## Enunciato del problema
Conta le righe dei record che contengono la stringa "format" e scrivi soltanto il numero.

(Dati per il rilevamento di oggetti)
- - - - - - -

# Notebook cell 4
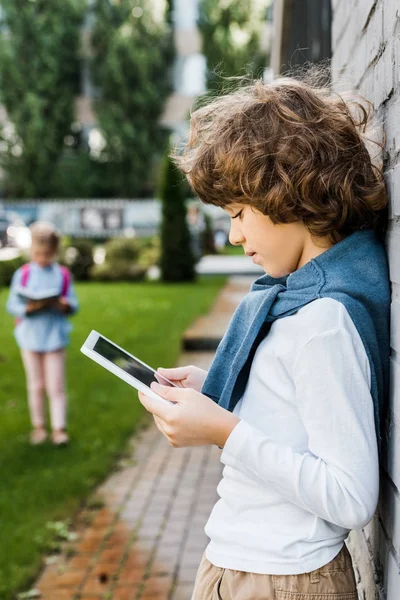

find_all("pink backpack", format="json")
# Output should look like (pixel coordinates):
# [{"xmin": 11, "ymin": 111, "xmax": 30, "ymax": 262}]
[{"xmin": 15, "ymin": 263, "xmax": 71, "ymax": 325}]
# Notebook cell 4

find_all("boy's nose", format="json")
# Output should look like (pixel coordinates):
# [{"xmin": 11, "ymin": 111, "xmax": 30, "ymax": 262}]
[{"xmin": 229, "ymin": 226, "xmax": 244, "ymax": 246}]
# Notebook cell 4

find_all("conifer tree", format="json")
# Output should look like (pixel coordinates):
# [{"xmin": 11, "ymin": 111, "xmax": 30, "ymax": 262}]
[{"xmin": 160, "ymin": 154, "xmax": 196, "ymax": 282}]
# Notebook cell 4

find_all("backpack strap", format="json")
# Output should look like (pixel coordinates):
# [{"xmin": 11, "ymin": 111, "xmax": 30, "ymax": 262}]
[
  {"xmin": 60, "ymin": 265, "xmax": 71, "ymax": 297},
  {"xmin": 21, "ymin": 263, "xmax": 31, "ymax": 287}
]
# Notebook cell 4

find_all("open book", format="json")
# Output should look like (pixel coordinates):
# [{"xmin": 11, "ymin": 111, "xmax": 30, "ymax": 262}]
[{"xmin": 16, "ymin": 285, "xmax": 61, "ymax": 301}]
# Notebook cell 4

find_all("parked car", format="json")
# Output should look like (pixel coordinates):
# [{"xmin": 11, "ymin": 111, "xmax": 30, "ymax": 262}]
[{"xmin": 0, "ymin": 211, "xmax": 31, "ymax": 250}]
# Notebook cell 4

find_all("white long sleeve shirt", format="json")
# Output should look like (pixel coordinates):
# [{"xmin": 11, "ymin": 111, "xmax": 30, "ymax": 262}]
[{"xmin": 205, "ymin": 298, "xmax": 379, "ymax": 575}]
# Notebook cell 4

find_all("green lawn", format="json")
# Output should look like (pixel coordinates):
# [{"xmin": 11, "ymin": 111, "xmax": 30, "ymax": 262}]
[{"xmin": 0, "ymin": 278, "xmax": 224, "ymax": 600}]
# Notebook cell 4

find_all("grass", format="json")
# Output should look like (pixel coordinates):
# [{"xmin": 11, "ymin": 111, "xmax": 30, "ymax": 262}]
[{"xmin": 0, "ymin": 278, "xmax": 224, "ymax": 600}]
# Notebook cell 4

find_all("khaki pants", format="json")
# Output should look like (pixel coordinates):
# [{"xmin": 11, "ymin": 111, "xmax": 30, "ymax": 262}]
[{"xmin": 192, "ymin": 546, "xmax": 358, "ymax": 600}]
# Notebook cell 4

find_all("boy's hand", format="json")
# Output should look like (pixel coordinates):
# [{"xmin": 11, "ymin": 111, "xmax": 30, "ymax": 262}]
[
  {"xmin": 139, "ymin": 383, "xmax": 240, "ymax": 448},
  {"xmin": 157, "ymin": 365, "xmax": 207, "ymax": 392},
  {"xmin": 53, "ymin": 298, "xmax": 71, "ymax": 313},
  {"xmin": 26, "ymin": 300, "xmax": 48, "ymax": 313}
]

- - - - - - -

## Risultato finale
11